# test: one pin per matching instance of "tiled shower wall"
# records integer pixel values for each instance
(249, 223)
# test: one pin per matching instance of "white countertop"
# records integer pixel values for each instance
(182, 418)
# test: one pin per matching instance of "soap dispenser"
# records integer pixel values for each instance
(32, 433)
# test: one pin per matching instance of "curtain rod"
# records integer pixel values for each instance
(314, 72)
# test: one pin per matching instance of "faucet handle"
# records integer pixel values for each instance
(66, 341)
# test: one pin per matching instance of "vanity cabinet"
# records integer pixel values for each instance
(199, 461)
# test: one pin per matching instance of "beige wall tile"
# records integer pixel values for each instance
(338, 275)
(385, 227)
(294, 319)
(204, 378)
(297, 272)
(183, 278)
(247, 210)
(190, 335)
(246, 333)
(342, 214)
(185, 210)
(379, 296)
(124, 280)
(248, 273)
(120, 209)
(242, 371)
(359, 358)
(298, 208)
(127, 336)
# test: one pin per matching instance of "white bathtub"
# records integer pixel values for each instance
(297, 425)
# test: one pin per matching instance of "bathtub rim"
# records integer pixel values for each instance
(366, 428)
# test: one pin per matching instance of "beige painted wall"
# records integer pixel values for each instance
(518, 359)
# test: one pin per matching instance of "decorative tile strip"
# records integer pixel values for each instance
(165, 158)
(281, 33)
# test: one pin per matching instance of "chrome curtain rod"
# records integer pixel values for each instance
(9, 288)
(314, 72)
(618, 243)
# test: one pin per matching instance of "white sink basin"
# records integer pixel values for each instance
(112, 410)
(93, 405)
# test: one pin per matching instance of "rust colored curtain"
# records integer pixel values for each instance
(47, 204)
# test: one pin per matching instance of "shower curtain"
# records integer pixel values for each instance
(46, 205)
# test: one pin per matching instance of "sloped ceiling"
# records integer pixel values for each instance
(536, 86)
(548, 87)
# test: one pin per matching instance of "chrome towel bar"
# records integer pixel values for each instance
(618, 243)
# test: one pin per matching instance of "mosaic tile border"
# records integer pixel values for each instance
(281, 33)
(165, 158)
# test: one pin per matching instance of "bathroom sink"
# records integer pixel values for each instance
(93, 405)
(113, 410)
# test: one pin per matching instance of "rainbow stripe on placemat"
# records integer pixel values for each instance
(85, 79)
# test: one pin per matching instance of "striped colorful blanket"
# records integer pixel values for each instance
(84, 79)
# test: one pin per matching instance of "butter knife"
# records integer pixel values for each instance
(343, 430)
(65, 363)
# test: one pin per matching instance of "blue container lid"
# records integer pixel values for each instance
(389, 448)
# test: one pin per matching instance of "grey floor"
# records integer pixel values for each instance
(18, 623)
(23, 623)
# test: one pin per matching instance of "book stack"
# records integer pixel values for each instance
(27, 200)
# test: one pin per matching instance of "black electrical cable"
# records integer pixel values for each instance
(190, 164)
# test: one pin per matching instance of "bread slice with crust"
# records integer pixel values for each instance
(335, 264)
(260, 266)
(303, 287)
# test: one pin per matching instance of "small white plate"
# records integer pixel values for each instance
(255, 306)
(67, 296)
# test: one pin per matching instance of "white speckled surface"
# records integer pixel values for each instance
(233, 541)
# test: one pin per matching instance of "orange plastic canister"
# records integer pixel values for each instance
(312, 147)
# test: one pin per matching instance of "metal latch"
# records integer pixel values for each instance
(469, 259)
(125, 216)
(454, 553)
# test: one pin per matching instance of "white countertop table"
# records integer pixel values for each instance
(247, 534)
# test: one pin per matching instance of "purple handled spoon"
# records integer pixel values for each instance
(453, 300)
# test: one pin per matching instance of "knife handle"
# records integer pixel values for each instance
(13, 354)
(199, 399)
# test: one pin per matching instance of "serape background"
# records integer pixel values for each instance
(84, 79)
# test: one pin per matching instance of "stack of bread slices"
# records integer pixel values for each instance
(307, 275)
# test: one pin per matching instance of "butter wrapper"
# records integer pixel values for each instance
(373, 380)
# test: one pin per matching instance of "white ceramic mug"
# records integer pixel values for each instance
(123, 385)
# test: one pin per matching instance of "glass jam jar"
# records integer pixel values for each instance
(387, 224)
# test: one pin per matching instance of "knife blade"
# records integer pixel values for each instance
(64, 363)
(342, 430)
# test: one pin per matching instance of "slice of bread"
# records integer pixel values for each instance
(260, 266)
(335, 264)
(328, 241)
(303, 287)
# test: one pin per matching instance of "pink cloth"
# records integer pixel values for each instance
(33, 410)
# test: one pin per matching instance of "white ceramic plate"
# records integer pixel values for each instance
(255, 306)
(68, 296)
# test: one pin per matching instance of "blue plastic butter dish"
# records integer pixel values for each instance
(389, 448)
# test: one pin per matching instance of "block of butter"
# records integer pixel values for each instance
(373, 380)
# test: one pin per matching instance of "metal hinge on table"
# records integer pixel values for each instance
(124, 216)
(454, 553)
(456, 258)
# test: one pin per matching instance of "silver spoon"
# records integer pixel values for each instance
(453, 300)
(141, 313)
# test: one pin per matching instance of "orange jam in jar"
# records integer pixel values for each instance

####################

◆ **Task details**
I would like you to output every record exactly as written.

◆ **Solved problem**
# test: one pin per matching instance of "tiled shower wall"
# records integer pixel values for each instance
(249, 223)
# test: one pin per matching instance of "white countertop"
# records integer pixel values for each instance
(182, 418)
# test: one pin per matching instance of "soap dispenser"
# records integer pixel values for each instance
(32, 433)
# test: one pin per matching instance of "curtain rod"
# records integer pixel values for each instance
(314, 72)
# test: one pin per matching instance of "faucet handle"
# records integer pixel values for each instance
(66, 341)
# test: one pin per matching instance of "vanity cabinet"
# records integer pixel values for each instance
(199, 461)
# test: one pin per matching instance of "beige wall tile"
# records integer pixel values for each instance
(338, 275)
(385, 227)
(294, 319)
(204, 378)
(297, 272)
(183, 278)
(247, 210)
(190, 335)
(246, 333)
(342, 214)
(185, 210)
(379, 296)
(124, 280)
(248, 273)
(120, 209)
(242, 371)
(359, 358)
(298, 208)
(127, 336)
# test: one pin per matching instance of "white bathtub"
# records integer pixel values for each instance
(297, 425)
# test: one pin per matching instance of "bathtub rim"
# records integer pixel values for each instance
(366, 428)
# test: one pin per matching instance of "beige painted wall"
# records integer pixel values for each instance
(518, 359)
# test: one pin per matching instance of "decorative tile strip"
# records integer pixel values for each instance
(165, 158)
(281, 33)
# test: one pin per matching instance of "chrome curtain rod"
# records integer pixel values for each instance
(9, 288)
(314, 72)
(618, 243)
# test: one pin per matching instance of "white sink basin"
# records integer pixel values for each instance
(112, 410)
(93, 405)
# test: one pin per matching instance of "rust colored curtain"
# records integer pixel values for each instance
(47, 204)
# test: one pin per matching instance of "shower curtain"
# records integer pixel values for each instance
(46, 205)
# test: one pin per matching instance of "sloped ceiling"
# records integer pixel values for each instance
(536, 86)
(548, 87)
# test: one pin per matching instance of "chrome towel bar"
# records integer pixel values for each instance
(618, 243)
# test: one pin per matching instance of "mosaic tile border"
# records integer pixel values for each instance
(281, 33)
(165, 158)
# test: one pin per matching instance of "bathroom sink"
# records integer pixel values for each instance
(93, 405)
(113, 410)
# test: one pin per matching instance of "rainbow stripe on placemat"
# records integer pixel values for each instance
(85, 79)
# test: one pin per matching instance of "striped colorful blanket"
# records integer pixel values for each instance
(84, 79)
# test: one pin per matching instance of "butter knife"
# records integer pixel values for each instance
(343, 430)
(65, 363)
# test: one pin per matching instance of "blue container lid"
# records integer pixel values for each instance
(389, 448)
# test: one pin per matching instance of "grey floor"
# records integer pixel values for each instance
(18, 623)
(23, 623)
# test: one pin per matching instance of "book stack"
# records integer pixel values for each instance
(27, 200)
# test: one pin per matching instance of "black electrical cable"
# records integer pixel values for each instance
(190, 164)
# test: one pin per matching instance of "bread slice with crust"
# records integer pixel values for each instance
(335, 264)
(260, 266)
(303, 287)
# test: one pin per matching instance of "small white plate"
# records integer pixel values for each instance
(255, 306)
(67, 296)
# test: one pin per matching instance of "white speckled surface"
# records integer pixel values for each instance
(233, 541)
# test: one pin per matching instance of "orange plastic canister"
# records integer pixel values for each instance
(312, 147)
# test: one pin per matching instance of "metal latch"
# records integer pixel values for each instance
(469, 259)
(125, 216)
(454, 553)
# test: one pin per matching instance of "white countertop table"
# records integer pixel values for each instance
(247, 534)
# test: one pin per matching instance of "purple handled spoon"
# records integer pixel values for each instance
(453, 300)
# test: one pin per matching instance of "knife handle"
# records integer pixel values for each instance
(13, 354)
(199, 399)
# test: one pin per matching instance of "serape background"
# records integer pixel values for each instance
(84, 79)
# test: one pin per matching instance of "stack of bread slices"
# records integer pixel values for each instance
(307, 275)
# test: one pin per matching instance of "butter wrapper"
# records integer pixel values for each instance
(373, 380)
# test: one pin per matching instance of "white ceramic mug"
# records integer pixel values for each instance
(123, 385)
# test: one pin per matching instance of "glass jam jar"
# records integer pixel values for each instance
(387, 224)
# test: one pin per matching instance of "knife blade"
# records integer pixel values for each instance
(64, 363)
(342, 430)
# test: one pin per matching instance of "slice of bread"
# records integer pixel values for each instance
(260, 266)
(335, 264)
(328, 241)
(303, 287)
# test: one pin per matching instance of "pink cloth"
# records integer pixel values for each instance
(33, 410)
# test: one pin per matching instance of "white ceramic plate"
# records integer pixel values for each instance
(255, 306)
(68, 296)
# test: one pin per matching instance of "blue plastic butter dish"
# records integer pixel values for each instance
(389, 448)
# test: one pin per matching instance of "block of butter"
# records integer pixel values for each instance
(373, 380)
# test: one pin per matching instance of "metal hinge on table"
# records integer pixel values for each instance
(124, 216)
(454, 553)
(456, 258)
# test: one pin per matching instance of "silver spoon"
# records integer pixel values for each instance
(453, 300)
(141, 313)
# test: one pin per matching instance of "orange jam in jar"
# records integer pixel values for each instance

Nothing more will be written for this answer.